======== GIVEN DATA

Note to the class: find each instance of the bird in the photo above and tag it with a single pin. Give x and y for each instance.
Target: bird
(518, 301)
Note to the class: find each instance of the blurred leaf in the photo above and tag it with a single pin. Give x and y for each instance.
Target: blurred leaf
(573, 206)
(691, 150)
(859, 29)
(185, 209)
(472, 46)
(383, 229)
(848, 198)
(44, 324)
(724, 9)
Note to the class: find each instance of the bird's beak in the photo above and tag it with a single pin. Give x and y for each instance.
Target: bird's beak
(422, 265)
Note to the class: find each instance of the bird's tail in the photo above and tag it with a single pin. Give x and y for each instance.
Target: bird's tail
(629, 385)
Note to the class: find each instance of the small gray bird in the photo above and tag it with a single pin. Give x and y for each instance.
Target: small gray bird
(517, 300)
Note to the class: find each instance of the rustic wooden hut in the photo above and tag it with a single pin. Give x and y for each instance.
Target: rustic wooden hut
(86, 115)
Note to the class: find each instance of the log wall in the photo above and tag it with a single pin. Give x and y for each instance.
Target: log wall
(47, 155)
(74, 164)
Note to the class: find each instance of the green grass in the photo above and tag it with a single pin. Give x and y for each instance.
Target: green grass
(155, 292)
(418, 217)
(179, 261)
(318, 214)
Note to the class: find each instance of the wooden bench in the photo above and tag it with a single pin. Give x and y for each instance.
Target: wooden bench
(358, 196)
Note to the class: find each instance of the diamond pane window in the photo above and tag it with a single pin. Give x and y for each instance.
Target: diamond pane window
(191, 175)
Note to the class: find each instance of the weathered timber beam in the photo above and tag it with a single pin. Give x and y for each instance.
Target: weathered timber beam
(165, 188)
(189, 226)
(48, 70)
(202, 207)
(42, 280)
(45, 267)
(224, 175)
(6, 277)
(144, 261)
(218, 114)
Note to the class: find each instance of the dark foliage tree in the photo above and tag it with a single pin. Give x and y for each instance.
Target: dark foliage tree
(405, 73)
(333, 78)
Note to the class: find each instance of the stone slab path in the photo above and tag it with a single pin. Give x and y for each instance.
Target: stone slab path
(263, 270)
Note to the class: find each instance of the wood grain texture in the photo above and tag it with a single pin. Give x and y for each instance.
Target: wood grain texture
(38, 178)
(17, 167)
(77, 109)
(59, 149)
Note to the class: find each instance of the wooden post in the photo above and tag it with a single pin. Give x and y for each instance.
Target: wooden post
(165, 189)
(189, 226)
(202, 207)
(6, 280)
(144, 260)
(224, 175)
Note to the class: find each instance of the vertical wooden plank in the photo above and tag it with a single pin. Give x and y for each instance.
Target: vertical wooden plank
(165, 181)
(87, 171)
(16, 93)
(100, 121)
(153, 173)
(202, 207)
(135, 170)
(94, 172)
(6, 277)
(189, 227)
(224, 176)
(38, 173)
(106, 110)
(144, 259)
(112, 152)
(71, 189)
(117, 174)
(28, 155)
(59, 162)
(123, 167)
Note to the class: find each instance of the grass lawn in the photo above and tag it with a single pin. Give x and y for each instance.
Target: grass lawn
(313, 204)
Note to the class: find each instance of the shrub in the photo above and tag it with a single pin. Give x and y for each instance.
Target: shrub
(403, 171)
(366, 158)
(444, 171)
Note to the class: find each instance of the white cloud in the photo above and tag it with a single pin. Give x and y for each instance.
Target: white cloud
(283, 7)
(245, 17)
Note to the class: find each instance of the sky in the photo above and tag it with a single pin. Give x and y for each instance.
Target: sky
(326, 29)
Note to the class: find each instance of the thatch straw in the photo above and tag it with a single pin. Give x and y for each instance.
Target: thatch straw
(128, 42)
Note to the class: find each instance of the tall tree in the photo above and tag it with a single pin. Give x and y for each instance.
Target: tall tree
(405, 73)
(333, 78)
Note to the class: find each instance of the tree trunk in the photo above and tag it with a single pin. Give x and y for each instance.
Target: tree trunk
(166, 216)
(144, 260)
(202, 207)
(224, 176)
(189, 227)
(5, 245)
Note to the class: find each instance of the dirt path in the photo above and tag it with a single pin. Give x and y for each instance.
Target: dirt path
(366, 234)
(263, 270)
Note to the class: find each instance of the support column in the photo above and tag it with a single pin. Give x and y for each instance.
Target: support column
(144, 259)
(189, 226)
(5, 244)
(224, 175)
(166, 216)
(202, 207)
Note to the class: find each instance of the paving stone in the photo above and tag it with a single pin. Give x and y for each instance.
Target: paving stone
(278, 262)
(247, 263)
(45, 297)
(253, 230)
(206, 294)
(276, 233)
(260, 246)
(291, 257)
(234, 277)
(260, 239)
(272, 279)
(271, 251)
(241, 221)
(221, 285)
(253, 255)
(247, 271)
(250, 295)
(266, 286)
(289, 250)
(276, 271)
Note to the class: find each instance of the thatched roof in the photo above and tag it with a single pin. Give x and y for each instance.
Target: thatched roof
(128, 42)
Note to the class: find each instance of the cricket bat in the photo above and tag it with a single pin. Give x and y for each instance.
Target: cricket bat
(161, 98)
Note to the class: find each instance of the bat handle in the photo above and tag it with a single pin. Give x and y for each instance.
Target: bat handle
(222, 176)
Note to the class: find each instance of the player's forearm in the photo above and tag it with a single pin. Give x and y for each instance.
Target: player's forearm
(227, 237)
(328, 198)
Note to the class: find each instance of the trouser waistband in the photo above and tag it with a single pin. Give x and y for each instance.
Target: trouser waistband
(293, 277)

================

- [INSTRUCTIONS FOR THE TASK]:
Scan the records above for the lines holding "Note to the class: find each instance of the grass" and "Note to the class: find each instance of the thatch straw". Transcribe those two and every line between them word for word, and no others.

- [SOLUTION TO THIS EXERCISE]:
Note to the class: find each instance of the grass lawn in the photo above and tag it with a single pin. Give x and y for each instance.
Target: grass lawn
(313, 204)
Note to the class: find each instance of the shrub in the photo above and tag it with a single pin. Give x and y for each instance.
Target: shrub
(403, 171)
(366, 158)
(444, 171)
Note to the class: find each instance of the white cloud in the photo above and tag it with a single pin. Give x and y for each instance.
Target: white cloud
(283, 7)
(245, 17)
Note to the class: find each instance of the sky in the photo above and tag it with a single pin. Give x and y for each instance.
Target: sky
(326, 29)
Note to the class: find each instance of the thatch straw in the photo above and tag it with a single pin. Give x and y for each instance.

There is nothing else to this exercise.